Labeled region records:
· · · ·

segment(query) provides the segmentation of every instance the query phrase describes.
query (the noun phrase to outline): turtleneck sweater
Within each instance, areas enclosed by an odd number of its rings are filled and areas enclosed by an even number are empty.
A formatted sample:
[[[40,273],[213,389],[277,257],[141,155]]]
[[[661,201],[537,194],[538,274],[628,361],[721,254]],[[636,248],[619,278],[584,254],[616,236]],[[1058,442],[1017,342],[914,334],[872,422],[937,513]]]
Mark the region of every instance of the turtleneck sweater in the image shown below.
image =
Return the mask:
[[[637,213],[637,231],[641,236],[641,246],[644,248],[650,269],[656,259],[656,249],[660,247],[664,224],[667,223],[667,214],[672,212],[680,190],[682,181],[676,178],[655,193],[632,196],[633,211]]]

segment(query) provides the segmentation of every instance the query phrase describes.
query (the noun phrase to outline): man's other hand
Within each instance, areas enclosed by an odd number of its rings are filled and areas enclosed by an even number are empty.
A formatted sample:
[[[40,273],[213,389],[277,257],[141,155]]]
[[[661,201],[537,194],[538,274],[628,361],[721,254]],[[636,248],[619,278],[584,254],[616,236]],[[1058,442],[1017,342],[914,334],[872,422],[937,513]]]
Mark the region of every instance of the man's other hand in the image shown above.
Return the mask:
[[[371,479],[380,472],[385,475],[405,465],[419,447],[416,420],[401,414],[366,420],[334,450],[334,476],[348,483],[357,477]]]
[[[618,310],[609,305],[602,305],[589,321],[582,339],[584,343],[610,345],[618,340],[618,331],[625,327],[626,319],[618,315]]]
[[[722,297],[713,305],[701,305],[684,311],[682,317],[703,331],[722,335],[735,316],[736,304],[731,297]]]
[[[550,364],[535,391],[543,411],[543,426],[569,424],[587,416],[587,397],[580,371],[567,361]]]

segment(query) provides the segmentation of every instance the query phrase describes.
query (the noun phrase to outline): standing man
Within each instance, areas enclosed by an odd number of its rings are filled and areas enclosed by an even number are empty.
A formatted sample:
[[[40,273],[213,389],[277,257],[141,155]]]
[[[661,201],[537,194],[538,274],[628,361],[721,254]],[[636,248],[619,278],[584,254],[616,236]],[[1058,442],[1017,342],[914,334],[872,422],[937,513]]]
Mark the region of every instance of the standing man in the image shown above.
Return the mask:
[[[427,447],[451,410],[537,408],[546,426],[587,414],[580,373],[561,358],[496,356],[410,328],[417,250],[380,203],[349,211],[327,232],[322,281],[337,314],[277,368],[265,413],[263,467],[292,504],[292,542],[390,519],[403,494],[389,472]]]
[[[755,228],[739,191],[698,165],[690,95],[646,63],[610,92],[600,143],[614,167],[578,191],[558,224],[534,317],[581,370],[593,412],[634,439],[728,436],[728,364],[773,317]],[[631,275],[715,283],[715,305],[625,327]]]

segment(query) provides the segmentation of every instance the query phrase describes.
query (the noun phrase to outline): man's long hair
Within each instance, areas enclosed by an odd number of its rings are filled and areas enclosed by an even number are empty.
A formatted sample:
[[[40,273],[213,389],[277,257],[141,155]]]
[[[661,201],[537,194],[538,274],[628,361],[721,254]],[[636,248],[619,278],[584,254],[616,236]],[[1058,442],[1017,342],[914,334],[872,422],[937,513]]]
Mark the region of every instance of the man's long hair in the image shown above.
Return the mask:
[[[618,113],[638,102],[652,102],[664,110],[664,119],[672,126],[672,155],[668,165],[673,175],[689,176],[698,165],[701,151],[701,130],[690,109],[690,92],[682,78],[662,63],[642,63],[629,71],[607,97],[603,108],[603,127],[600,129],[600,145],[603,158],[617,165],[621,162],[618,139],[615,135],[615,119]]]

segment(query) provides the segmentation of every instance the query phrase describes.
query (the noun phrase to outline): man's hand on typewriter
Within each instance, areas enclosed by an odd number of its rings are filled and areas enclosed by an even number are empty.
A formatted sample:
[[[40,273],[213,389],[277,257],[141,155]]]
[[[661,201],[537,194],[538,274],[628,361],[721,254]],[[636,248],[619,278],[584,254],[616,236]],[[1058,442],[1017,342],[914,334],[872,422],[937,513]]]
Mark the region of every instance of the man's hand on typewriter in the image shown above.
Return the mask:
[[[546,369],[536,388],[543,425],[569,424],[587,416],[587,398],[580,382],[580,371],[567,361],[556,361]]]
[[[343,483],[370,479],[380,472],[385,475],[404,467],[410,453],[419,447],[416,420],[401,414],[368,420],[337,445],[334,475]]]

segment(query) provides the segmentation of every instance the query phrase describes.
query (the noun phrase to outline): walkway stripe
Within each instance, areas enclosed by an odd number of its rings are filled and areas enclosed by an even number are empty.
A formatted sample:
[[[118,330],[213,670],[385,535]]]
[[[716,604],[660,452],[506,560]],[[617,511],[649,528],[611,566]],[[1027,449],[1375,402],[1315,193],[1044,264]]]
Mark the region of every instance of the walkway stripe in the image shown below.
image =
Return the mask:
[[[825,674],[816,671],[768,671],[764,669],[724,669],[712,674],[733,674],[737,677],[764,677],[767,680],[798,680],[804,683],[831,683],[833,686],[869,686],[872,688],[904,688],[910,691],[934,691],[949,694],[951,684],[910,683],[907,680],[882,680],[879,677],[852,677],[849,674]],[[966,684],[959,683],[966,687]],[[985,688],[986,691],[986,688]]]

· · · ·

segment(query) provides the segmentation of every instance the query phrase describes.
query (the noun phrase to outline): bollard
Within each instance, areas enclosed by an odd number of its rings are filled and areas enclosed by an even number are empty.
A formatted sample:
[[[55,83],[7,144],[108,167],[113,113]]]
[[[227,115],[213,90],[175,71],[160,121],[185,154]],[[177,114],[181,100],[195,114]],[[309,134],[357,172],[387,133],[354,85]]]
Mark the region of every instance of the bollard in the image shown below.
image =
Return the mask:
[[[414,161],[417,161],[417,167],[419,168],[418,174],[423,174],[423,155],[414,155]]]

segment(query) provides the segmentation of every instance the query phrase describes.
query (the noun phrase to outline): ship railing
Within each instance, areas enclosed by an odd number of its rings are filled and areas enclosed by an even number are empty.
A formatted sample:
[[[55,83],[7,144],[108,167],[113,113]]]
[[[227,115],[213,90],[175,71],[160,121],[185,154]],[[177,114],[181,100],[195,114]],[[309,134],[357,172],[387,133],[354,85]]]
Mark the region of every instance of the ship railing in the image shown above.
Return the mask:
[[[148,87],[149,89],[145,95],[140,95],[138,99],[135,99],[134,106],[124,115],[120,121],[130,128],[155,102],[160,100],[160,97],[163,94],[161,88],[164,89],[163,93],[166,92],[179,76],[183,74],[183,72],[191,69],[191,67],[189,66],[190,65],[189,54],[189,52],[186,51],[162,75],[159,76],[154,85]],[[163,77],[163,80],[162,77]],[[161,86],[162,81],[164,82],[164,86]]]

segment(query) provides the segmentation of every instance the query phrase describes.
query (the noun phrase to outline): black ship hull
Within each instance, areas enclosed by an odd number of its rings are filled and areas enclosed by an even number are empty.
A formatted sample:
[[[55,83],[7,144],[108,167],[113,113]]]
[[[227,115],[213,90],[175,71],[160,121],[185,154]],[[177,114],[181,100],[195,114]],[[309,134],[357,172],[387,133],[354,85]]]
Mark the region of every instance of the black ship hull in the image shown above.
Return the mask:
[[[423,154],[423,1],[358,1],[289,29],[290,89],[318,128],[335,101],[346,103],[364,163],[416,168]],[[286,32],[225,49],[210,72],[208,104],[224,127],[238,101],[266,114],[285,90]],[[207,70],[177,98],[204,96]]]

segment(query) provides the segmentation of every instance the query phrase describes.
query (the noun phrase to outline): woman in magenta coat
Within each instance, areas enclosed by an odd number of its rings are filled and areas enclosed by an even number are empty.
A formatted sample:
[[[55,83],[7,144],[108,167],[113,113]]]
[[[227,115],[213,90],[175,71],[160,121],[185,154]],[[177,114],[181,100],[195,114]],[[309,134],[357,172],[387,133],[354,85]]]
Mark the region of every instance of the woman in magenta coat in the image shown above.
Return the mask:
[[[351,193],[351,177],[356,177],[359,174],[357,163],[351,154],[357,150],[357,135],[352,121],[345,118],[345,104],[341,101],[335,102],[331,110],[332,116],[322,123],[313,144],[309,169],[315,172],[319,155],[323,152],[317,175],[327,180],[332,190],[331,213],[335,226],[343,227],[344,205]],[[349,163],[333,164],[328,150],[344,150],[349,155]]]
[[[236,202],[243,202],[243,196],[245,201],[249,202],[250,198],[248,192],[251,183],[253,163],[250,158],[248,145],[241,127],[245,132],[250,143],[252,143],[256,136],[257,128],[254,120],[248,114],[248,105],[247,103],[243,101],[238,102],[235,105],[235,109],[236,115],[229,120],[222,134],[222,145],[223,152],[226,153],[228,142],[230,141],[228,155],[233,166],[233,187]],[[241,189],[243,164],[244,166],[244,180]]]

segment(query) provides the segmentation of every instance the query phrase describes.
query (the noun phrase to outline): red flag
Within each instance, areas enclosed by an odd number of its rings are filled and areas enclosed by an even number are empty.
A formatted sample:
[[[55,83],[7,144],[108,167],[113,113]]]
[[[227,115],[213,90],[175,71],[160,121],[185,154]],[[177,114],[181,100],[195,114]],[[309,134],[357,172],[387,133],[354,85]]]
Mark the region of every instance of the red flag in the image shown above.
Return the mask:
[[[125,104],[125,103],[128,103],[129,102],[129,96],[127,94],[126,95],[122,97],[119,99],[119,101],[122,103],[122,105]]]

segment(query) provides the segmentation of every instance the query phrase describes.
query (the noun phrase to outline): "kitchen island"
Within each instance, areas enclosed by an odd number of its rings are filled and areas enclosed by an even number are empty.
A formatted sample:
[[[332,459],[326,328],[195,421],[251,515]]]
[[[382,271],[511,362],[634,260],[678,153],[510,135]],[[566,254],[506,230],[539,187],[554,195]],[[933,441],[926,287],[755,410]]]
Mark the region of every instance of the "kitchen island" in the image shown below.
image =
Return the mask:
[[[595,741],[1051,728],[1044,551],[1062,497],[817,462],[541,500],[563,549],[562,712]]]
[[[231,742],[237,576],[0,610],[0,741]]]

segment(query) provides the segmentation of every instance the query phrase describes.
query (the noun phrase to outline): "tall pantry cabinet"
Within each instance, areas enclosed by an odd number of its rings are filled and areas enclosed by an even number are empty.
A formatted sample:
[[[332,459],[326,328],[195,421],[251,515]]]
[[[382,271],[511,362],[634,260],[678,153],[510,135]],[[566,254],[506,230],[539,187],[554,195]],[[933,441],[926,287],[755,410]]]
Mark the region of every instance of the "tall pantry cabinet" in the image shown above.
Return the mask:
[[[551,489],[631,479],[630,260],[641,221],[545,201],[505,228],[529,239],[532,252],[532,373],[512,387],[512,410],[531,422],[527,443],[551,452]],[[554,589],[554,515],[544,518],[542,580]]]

· · · ·

**SET PROBLEM**
Which lines of the data above contain the word "magenta"? Extract each of them in full.

**CORRECT RESULT**
query (the noun phrase to outline): woman in magenta coat
Mark the region of every instance of the woman in magenta coat in the image shown above.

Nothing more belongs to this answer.